[A block of data]
────────────────────

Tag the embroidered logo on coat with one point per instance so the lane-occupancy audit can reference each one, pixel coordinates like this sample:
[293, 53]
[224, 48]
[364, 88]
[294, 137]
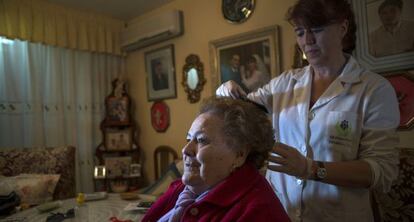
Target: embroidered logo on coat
[343, 128]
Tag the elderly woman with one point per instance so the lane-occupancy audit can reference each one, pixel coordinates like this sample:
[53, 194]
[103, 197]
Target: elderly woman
[334, 121]
[227, 144]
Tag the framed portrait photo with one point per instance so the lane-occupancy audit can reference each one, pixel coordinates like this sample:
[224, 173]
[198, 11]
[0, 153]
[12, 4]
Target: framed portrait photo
[99, 172]
[118, 139]
[117, 110]
[159, 65]
[250, 59]
[385, 34]
[403, 84]
[117, 166]
[135, 170]
[160, 116]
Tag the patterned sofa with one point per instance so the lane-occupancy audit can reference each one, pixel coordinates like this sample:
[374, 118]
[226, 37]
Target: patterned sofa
[398, 204]
[56, 160]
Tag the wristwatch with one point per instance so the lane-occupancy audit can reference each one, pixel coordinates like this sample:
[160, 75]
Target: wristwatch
[320, 171]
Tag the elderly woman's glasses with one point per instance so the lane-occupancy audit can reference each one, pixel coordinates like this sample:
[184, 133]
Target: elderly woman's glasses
[57, 217]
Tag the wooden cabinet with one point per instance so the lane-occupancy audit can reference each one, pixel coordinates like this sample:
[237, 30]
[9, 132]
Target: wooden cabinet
[118, 155]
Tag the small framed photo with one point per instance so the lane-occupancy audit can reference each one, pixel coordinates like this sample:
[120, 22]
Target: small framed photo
[135, 170]
[159, 65]
[118, 139]
[160, 116]
[249, 59]
[117, 166]
[117, 110]
[385, 35]
[99, 172]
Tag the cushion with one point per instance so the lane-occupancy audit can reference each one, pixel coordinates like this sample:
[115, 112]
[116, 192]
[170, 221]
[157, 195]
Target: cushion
[32, 189]
[162, 184]
[42, 160]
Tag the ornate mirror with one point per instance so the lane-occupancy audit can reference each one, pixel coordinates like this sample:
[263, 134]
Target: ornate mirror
[237, 11]
[193, 77]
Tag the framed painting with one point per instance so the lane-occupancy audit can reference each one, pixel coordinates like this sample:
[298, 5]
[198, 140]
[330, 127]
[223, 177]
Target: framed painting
[385, 34]
[159, 65]
[249, 59]
[135, 170]
[403, 84]
[117, 166]
[118, 139]
[118, 110]
[99, 172]
[160, 116]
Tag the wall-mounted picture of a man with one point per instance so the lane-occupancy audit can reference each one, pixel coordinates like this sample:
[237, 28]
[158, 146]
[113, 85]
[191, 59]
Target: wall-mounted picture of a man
[159, 76]
[160, 70]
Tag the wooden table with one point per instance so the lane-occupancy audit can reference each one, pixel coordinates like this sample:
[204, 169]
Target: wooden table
[99, 211]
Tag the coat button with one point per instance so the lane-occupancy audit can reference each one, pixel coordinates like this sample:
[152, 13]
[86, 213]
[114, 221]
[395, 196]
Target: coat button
[311, 115]
[194, 211]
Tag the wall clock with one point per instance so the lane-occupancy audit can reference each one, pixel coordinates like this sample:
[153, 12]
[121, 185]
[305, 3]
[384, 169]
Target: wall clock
[237, 11]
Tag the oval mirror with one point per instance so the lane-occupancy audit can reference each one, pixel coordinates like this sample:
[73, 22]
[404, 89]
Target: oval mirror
[193, 78]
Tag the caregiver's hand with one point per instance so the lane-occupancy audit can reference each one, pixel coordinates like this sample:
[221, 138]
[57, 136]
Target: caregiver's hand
[231, 89]
[288, 160]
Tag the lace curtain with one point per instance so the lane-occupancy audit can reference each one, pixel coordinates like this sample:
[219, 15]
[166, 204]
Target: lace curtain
[52, 96]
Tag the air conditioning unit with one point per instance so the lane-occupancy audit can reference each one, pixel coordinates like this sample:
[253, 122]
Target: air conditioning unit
[141, 33]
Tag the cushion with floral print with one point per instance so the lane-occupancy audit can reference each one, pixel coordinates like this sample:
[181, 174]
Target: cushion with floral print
[32, 189]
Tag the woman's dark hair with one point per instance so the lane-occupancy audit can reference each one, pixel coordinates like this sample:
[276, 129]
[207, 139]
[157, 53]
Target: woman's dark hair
[245, 125]
[396, 3]
[316, 13]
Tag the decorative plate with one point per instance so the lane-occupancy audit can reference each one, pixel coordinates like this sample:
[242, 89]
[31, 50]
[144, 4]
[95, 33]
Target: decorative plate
[237, 11]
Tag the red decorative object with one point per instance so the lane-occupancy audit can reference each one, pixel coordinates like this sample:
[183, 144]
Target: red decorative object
[403, 84]
[160, 116]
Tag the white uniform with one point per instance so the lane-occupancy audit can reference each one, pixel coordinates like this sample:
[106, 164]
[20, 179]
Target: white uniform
[355, 118]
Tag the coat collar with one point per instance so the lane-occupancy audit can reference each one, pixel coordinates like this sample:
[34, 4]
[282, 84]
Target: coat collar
[233, 187]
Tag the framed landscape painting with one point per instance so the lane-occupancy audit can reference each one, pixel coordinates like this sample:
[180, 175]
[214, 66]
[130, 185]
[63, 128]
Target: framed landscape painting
[382, 46]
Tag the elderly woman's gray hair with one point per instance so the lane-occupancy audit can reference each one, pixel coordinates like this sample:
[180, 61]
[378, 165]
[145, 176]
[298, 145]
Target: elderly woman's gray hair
[245, 125]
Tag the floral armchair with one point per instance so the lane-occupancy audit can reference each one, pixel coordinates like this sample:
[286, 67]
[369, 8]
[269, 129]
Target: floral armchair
[398, 204]
[56, 160]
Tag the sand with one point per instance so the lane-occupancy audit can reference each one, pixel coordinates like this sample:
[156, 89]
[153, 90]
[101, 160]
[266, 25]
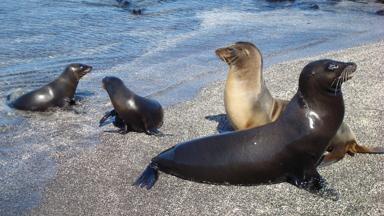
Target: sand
[97, 181]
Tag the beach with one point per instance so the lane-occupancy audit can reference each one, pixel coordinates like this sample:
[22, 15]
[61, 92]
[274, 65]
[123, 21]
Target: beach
[98, 180]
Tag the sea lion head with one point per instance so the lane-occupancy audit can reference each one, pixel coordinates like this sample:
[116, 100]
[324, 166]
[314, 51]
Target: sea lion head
[326, 75]
[77, 71]
[240, 54]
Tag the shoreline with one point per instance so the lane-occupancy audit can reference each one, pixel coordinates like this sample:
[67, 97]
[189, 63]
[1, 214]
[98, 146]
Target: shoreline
[98, 180]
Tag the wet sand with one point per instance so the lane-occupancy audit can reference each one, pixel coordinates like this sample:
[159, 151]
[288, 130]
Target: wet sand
[97, 181]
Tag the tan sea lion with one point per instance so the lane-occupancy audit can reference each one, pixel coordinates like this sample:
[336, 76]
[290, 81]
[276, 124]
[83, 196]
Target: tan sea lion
[287, 150]
[249, 103]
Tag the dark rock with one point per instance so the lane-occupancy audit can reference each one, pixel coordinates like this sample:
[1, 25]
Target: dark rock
[314, 7]
[380, 12]
[137, 11]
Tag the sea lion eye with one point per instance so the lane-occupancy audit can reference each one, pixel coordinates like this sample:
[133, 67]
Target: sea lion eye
[246, 51]
[333, 67]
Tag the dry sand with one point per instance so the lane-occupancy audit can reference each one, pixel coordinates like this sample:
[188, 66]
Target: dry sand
[98, 181]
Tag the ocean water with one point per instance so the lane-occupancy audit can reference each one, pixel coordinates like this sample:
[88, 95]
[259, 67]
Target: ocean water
[166, 53]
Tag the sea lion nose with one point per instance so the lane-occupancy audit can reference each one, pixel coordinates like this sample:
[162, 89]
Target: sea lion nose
[351, 66]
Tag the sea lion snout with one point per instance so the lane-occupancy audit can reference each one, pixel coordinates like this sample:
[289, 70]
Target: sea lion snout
[225, 53]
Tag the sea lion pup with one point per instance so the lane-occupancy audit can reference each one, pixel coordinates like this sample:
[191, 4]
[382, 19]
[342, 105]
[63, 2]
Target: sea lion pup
[248, 102]
[58, 93]
[132, 112]
[287, 150]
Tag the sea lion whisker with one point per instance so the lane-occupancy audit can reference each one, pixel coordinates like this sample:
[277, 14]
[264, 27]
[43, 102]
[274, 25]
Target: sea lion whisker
[233, 60]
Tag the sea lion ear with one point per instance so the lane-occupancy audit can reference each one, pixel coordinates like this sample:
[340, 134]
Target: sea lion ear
[332, 67]
[246, 51]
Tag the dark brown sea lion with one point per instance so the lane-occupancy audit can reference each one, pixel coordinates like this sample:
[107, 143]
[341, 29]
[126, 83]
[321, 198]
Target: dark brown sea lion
[287, 150]
[132, 112]
[249, 103]
[58, 93]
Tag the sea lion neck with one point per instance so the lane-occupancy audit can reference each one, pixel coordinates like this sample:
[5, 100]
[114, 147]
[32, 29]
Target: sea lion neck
[248, 70]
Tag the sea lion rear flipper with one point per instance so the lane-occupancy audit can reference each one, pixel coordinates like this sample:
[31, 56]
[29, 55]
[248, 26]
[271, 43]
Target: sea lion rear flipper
[148, 178]
[106, 116]
[155, 132]
[340, 150]
[353, 148]
[314, 183]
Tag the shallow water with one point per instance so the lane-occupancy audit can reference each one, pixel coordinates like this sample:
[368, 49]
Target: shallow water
[166, 53]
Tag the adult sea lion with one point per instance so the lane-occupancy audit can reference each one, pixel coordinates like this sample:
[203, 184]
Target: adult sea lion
[58, 93]
[132, 112]
[287, 150]
[248, 102]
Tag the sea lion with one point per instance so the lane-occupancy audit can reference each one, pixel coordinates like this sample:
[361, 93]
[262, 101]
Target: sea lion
[287, 150]
[58, 93]
[132, 112]
[248, 102]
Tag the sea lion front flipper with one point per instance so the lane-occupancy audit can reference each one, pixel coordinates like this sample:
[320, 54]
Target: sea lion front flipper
[148, 178]
[106, 116]
[156, 132]
[334, 155]
[314, 183]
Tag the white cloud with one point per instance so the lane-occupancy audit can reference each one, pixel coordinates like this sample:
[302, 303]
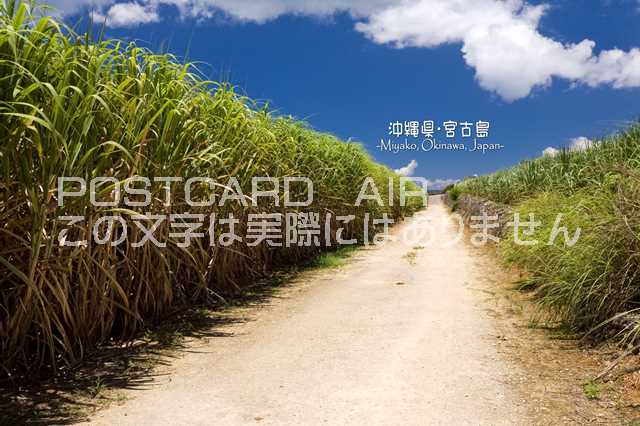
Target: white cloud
[501, 42]
[70, 7]
[500, 39]
[409, 169]
[580, 143]
[128, 14]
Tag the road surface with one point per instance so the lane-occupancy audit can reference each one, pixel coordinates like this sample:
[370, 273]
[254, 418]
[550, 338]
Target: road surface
[396, 337]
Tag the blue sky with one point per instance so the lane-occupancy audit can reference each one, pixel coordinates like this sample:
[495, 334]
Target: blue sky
[351, 68]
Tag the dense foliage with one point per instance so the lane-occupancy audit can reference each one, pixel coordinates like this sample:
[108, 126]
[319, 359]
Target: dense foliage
[73, 106]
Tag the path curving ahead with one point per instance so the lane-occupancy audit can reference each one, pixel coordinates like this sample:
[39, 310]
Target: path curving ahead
[396, 337]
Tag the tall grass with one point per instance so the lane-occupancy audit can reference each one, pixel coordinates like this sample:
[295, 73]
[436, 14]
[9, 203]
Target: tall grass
[72, 106]
[567, 172]
[597, 190]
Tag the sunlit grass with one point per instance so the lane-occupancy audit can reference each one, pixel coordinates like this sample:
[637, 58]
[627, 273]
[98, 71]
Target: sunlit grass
[72, 106]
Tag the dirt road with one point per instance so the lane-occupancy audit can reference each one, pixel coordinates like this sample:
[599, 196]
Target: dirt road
[396, 337]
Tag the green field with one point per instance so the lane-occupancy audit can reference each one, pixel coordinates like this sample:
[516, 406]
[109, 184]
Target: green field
[597, 190]
[76, 105]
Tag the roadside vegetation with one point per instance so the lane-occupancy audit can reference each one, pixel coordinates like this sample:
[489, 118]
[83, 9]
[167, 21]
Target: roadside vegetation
[595, 282]
[74, 105]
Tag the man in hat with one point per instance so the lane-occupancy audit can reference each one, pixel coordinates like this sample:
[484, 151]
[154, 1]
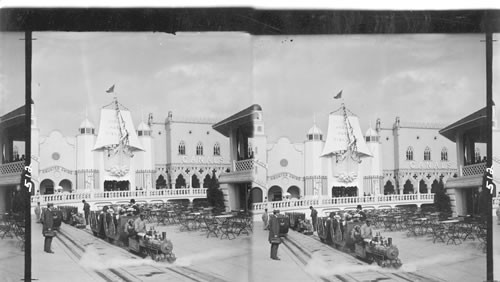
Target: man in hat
[265, 219]
[274, 236]
[140, 224]
[367, 230]
[362, 214]
[48, 228]
[86, 211]
[314, 217]
[134, 206]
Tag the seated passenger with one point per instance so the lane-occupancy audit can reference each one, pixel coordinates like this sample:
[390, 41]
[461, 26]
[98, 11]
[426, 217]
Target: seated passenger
[367, 230]
[140, 224]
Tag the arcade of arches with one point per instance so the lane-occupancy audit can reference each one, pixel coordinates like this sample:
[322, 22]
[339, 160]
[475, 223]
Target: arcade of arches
[47, 186]
[343, 191]
[276, 193]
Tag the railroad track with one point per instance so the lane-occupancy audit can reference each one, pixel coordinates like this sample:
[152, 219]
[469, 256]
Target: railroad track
[141, 272]
[306, 253]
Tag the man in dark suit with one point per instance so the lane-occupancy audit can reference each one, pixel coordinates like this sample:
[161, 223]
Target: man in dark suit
[48, 228]
[274, 236]
[86, 211]
[314, 217]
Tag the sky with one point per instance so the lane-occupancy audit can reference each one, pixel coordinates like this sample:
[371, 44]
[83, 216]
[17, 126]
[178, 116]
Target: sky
[191, 74]
[420, 78]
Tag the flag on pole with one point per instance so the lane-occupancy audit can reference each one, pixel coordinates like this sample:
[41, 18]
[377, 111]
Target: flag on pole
[111, 89]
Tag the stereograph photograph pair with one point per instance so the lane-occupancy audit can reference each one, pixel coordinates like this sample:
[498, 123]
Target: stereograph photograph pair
[244, 144]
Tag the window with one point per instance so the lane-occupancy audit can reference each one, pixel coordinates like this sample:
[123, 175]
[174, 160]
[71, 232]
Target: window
[409, 154]
[444, 154]
[427, 154]
[199, 149]
[216, 149]
[182, 148]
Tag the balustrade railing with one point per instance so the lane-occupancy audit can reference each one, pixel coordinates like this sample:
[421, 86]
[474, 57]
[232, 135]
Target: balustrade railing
[244, 165]
[12, 168]
[346, 201]
[119, 195]
[474, 169]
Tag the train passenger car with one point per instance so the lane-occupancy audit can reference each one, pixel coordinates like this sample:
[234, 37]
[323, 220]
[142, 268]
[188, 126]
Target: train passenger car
[158, 248]
[379, 250]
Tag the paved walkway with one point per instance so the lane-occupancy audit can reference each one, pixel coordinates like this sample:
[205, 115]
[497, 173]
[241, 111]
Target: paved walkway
[60, 266]
[11, 260]
[464, 262]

────────────────────

WHAT THE TASK ASKS: Give everything from the line containing "Tag the window" down to the end of the data as a JSON list of strings, with one string per line and blank lines left out.

OUTPUT:
[
  "Tag the window with one point per instance so the lane-occupancy audit can reference each one, pixel coordinates like this sample:",
  "[123, 175]",
  "[174, 160]",
  "[71, 232]",
  "Target: window",
  "[409, 154]",
  "[444, 154]",
  "[427, 154]",
  "[199, 149]",
  "[216, 149]",
  "[182, 148]",
  "Tag the balustrade railing with one point per instance so the lane-occupancy audit can reference each one, pixel coordinates like this sample:",
  "[421, 86]",
  "[474, 57]",
  "[232, 135]",
  "Target: balustrade railing",
  "[244, 165]",
  "[12, 168]",
  "[346, 201]",
  "[119, 195]",
  "[474, 169]",
  "Tag the train passenger car with one point per instance so the lane-occupancy audit can reference each one, pixel coordinates like this sample:",
  "[234, 37]",
  "[323, 220]",
  "[142, 268]",
  "[188, 126]",
  "Target: train passenger car",
  "[158, 248]",
  "[379, 250]",
  "Tag the paved walkway with one point per instance so the lane-occupancy audit can reference each one, pixel coordinates like this sample:",
  "[205, 115]",
  "[497, 173]",
  "[241, 111]",
  "Target: paved walkway",
  "[60, 266]",
  "[11, 260]",
  "[464, 262]"
]